**Available data:**
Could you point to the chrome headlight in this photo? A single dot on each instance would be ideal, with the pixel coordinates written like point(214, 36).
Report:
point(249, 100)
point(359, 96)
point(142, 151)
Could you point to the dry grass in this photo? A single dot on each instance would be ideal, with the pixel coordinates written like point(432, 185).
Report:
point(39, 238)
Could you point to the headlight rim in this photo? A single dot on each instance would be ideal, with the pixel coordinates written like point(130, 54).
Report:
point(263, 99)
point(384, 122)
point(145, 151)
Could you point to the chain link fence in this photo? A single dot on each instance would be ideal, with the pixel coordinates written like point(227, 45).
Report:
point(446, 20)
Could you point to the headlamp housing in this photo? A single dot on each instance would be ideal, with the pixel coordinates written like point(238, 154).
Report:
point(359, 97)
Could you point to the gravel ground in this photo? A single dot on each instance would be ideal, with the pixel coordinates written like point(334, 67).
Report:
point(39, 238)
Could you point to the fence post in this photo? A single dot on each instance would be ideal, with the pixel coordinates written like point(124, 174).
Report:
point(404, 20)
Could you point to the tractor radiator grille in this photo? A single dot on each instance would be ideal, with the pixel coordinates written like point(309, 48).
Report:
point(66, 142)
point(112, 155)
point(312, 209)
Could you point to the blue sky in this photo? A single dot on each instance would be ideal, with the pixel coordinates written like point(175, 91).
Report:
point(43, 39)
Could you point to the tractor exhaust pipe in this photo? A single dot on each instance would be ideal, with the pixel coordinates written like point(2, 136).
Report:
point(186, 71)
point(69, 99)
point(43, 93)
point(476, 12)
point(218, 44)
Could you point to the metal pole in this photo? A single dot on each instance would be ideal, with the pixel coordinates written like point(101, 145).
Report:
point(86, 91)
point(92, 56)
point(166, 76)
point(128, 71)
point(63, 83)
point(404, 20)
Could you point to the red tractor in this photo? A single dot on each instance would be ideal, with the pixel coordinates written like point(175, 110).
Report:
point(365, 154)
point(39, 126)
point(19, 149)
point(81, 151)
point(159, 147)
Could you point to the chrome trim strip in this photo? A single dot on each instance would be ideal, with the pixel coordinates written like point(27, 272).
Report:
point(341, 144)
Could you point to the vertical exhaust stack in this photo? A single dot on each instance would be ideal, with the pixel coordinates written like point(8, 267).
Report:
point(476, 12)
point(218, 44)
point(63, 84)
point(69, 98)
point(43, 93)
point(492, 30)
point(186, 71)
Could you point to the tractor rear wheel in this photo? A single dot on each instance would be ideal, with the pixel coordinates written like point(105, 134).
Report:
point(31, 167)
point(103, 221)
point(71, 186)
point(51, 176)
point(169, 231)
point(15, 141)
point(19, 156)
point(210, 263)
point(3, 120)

**The problem:** The answer must consist of every line from the records above that holds "exhaust".

**Answer space:**
Could you point to the tractor exhaust pipe in this photo? A single dot on each instance would be ideal, with the pixel coordinates written like point(2, 136).
Could you point to the vertical exhaust stack in this photo? A single dot on each instance would be ideal, with the pixel coordinates written like point(8, 267).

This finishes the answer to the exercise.